___ Data for processing ___

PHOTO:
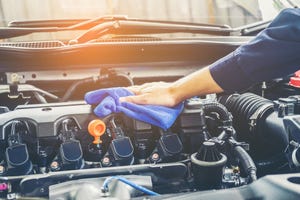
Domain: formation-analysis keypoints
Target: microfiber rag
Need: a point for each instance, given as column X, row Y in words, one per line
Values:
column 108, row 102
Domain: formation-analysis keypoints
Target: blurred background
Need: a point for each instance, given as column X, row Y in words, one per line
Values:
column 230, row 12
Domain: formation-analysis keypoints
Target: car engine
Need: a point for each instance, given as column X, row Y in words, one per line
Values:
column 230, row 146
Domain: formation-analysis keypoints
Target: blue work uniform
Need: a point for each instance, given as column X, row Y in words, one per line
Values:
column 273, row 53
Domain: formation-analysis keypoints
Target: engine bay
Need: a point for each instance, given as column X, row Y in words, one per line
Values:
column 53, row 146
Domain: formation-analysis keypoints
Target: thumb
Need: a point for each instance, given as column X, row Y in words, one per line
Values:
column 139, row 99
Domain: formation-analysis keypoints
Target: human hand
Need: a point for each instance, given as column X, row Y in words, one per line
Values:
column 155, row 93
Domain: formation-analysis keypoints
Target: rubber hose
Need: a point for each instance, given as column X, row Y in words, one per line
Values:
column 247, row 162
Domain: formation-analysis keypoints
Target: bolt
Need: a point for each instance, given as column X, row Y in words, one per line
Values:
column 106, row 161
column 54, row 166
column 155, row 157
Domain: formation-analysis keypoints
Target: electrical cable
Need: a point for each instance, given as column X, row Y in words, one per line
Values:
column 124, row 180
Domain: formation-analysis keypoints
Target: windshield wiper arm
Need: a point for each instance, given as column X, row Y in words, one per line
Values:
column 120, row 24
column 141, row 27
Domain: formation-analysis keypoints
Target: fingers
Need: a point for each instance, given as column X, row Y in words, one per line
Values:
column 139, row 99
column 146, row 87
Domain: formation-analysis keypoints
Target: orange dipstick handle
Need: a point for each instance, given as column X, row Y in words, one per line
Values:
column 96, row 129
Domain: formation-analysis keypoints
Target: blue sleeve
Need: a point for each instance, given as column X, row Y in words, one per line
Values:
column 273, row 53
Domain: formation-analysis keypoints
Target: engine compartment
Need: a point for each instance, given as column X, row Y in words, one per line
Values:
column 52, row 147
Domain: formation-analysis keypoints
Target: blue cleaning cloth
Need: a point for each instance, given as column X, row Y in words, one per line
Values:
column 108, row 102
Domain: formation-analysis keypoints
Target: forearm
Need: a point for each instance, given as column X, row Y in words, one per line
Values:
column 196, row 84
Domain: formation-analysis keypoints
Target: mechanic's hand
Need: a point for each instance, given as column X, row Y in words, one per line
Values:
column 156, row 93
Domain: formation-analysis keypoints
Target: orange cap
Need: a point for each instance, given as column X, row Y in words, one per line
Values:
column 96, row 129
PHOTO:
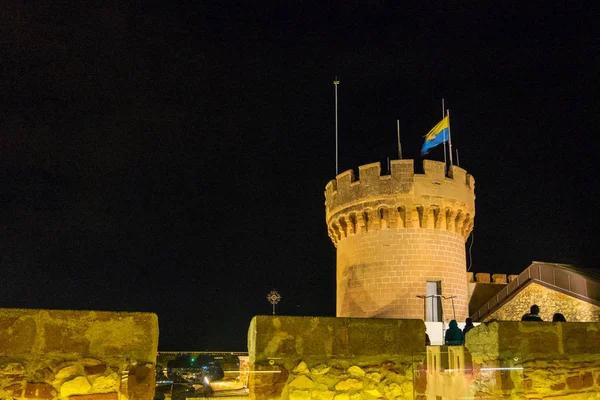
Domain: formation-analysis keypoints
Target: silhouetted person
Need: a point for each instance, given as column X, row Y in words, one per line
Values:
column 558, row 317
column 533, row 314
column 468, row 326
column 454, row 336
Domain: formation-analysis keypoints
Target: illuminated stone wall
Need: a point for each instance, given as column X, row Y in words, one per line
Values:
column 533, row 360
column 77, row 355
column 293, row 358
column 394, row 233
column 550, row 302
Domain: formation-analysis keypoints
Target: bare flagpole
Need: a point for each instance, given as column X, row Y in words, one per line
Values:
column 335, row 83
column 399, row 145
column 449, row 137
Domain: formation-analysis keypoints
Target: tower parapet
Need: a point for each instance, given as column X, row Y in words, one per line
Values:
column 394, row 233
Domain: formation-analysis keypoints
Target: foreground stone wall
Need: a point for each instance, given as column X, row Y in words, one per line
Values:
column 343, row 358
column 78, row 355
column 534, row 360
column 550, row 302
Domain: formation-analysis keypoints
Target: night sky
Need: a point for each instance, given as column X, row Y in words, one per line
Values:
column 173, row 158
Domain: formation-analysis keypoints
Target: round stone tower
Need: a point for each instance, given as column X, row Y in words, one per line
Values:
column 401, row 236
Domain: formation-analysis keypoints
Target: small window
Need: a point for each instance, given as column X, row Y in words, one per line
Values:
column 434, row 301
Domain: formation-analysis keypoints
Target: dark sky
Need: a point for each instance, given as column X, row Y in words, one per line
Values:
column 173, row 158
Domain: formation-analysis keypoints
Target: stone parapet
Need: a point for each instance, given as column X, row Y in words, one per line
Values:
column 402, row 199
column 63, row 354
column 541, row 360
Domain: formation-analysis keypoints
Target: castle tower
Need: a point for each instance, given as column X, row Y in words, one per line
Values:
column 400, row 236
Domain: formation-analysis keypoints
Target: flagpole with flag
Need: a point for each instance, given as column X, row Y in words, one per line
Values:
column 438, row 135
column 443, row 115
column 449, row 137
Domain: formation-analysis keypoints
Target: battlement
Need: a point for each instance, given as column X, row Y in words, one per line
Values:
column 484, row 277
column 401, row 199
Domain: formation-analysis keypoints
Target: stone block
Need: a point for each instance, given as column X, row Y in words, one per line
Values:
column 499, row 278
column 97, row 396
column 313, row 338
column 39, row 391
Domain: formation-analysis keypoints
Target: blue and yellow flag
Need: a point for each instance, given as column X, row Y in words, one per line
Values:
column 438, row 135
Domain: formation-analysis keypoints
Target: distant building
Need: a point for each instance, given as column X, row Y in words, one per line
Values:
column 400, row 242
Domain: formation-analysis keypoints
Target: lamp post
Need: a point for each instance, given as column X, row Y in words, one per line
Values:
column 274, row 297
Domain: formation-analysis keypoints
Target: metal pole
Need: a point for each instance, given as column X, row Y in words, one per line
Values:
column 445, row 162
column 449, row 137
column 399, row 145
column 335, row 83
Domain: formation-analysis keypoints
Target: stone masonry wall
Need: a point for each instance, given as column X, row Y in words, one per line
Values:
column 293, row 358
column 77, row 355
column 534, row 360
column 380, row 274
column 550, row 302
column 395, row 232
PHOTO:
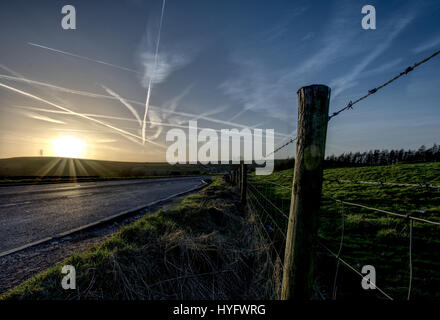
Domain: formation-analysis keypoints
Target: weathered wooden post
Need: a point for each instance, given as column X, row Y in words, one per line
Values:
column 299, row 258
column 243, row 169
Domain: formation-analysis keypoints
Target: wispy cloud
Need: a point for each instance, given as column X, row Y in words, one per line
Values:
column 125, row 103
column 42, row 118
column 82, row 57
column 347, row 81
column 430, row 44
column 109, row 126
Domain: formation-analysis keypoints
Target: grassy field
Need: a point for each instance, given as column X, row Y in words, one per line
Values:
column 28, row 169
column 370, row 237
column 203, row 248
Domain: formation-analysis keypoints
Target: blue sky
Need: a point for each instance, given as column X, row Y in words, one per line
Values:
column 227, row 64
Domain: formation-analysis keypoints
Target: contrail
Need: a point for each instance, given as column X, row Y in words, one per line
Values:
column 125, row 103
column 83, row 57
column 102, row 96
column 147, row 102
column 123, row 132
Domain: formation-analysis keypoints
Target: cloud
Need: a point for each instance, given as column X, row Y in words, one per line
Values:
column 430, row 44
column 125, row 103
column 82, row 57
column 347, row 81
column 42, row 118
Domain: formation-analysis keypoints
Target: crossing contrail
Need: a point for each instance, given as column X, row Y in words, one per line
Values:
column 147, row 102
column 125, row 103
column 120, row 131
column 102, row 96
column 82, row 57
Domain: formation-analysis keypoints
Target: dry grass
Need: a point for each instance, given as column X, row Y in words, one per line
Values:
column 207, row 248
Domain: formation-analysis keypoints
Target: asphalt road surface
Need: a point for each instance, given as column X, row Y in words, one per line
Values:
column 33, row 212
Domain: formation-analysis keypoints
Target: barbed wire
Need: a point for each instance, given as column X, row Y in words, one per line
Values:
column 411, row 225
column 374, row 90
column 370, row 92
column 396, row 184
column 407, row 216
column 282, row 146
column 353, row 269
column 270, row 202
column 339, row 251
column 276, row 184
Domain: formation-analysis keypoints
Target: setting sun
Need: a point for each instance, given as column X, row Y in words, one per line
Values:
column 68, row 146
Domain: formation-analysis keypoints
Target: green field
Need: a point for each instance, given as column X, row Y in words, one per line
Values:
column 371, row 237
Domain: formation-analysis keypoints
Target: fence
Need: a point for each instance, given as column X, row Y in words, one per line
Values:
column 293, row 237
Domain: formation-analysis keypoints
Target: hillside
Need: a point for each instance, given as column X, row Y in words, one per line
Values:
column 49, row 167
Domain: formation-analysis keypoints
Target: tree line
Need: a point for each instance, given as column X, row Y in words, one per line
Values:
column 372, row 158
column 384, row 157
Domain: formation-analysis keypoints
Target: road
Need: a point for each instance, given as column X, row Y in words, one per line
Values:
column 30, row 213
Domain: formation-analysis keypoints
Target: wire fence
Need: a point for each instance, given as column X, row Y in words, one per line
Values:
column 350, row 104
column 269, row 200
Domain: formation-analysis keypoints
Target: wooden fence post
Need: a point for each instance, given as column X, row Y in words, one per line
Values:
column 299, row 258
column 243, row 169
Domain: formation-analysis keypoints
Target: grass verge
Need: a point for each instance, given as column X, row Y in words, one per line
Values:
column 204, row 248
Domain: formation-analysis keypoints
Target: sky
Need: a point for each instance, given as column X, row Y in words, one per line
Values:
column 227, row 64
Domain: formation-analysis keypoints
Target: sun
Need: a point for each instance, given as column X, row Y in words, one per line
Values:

___

* Exercise details: Write out the rows from the start up to and including the line with "column 247, row 162", keeping every line unchanged. Leave the pictures out of your answer.

* Result for this task:
PHOTO:
Domain: formation-analysis keypoints
Target: microfiber rag
Need: a point for each instance, given as column X, row Y in words, one per line
Values:
column 108, row 102
Domain: formation-analysis keypoints
Target: blurred background
Need: a point for each instance, given as column X, row Y in words, one per line
Values:
column 230, row 12
Domain: formation-analysis keypoints
Target: car engine
Need: a point for each instance, given as column X, row Y in words, one per line
Values:
column 230, row 146
Domain: formation-analysis keypoints
Target: blue work uniform
Need: a point for each instance, given as column X, row Y in words, one per line
Values:
column 273, row 53
Domain: formation-analysis keypoints
Target: engine bay
Need: a point for each instance, given as column X, row Y in words, one per line
Values:
column 53, row 146
Domain: formation-analysis keypoints
Target: thumb
Need: a point for each instance, given as column X, row Y in words, one per line
Values:
column 139, row 99
Domain: formation-analysis keypoints
Target: human hand
Need: a point for each instance, given as column X, row Y in words, one per line
Values:
column 155, row 93
Domain: formation-analysis keypoints
Target: rubber hose
Need: a point for each instance, given as column X, row Y in words, one per line
Values:
column 247, row 162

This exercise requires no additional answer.